[Selected excerpt]
--

|Author (Corporate)||European Commission|
|Series Details||COM (2022) 216|
Legislative initiative tabled by the European Commission on 11 May 2022, putting forward a debt-equity bias reduction allowance, or DEBRA.
In May 2021, the European Commission adopted a Communication on Business Taxation for the 21st century, aimed at promoting a robust, efficient and fair business tax system in the European Union (EU). It set out a long-term and short-term vision to support the EU's recovery from the COVID-19 (coronavirus) pandemic and to ensure adequate public revenues over the coming years. In the same vein, the EU's Capital Markets Union (CMU) Action Plan aimed at helping companies to raise the capital they need and improve their equity position.

--

[Material shown]
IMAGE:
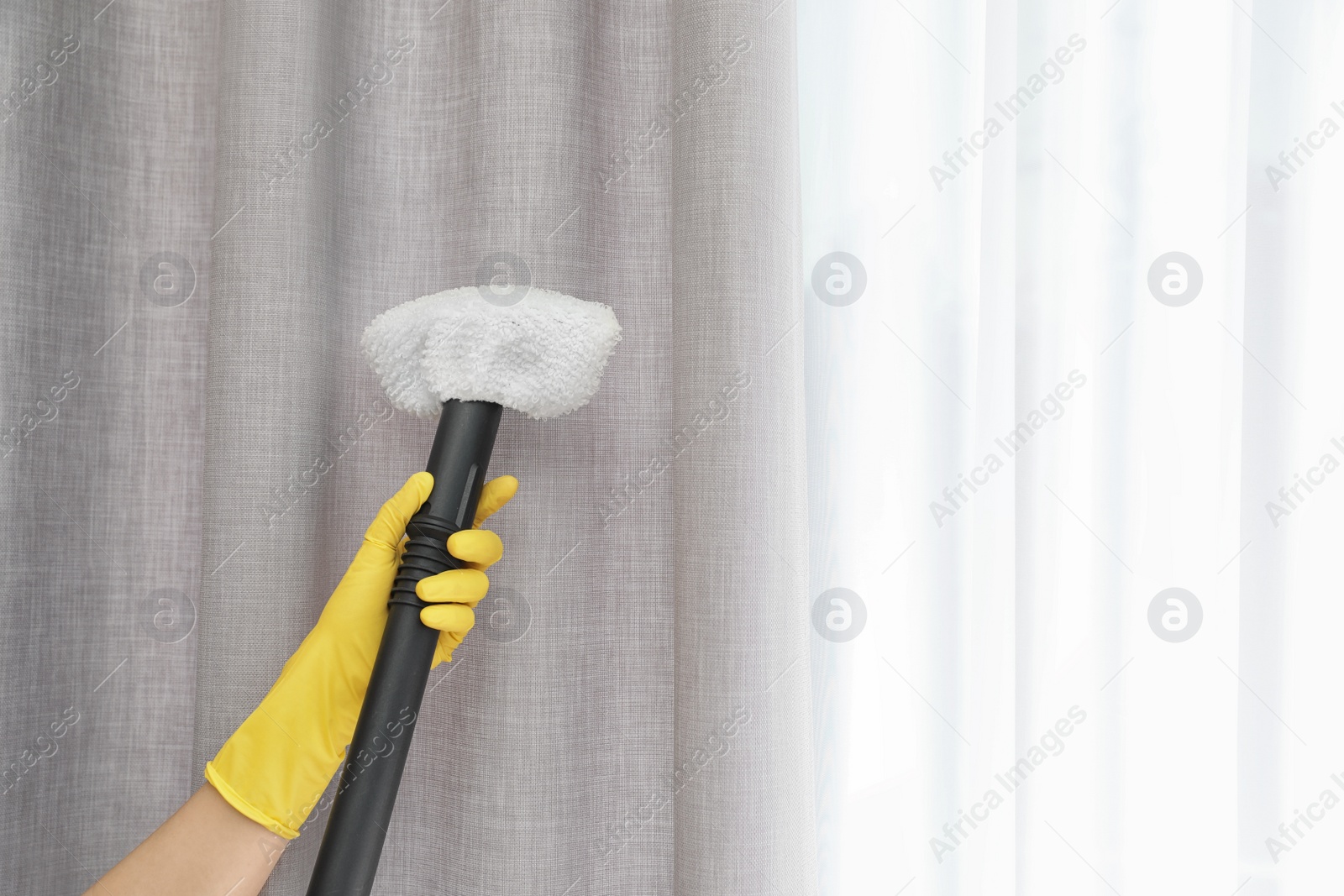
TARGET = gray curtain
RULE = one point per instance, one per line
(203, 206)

--

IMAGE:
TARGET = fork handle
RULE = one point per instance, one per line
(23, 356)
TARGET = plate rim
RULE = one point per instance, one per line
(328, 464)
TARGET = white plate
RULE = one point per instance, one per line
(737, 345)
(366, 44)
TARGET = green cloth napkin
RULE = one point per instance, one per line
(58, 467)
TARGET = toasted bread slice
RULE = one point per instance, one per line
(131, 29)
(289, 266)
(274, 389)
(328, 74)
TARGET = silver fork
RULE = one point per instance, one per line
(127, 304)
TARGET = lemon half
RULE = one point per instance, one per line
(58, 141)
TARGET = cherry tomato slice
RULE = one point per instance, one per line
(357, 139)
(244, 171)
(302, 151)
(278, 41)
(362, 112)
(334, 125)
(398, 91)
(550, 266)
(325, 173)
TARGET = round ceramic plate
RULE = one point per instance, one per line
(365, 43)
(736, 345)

--

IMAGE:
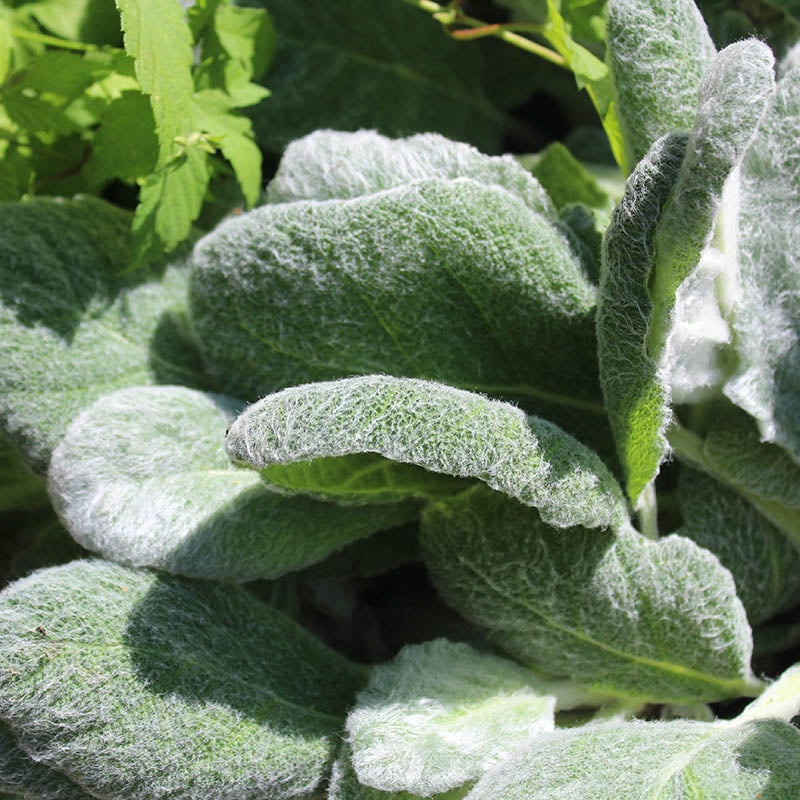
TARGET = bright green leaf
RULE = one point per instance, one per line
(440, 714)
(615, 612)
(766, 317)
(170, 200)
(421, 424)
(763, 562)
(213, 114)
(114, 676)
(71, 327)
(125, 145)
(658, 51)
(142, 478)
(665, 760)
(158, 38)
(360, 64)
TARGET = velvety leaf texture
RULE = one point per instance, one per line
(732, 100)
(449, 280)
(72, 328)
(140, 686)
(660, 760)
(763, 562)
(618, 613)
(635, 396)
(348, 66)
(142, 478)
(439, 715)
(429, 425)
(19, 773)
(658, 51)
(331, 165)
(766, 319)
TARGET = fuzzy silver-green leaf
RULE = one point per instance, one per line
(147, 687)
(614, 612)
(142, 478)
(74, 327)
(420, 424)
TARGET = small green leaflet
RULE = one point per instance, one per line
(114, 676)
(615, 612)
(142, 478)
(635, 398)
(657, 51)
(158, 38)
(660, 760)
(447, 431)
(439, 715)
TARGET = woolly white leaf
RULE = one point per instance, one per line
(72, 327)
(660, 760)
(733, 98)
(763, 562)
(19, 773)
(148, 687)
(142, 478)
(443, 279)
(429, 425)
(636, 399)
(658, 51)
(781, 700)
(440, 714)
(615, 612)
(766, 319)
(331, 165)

--

[Problems and tasks]
(1) Name every quality that the 2021 Communication on Business Taxation sought for the EU business tax system, according to the excerpt on the DEBRA proposal.
(2) Continue the excerpt on the DEBRA proposal, picking up after its final sentence.

[Responses to the exercise]
(1) Robust, efficient, fair

(2)
Tax systems in the EU allow for the deduction of interest payments on debt when calculating the tax base for corporate income tax purposes, while costs related to equity financing are mostly non-tax deductible. This asymmetry in tax treatment is one of the factors favouring the use of debt over equity for financing investments. With a view to addressing the tax-induced debt-equity bias across the EU single market in a coordinated way, the proposed Directive lays down rules to provide, under certain conditions, for the deductibility for tax purposes of notional interest on increases in equity and to limit the tax deductibility of exceeding borrowing costs.
The draft law applies to all taxpayers that are subject to corporate tax in one or more Member State, except for financial undertakings. Since small and medium enterprises (SMEs) usually face a higher burden to obtain financing, it is proposed to grant a higher notional interest rate to SMEs.
This proposal was tabled by the European Commission on 11 May 2022.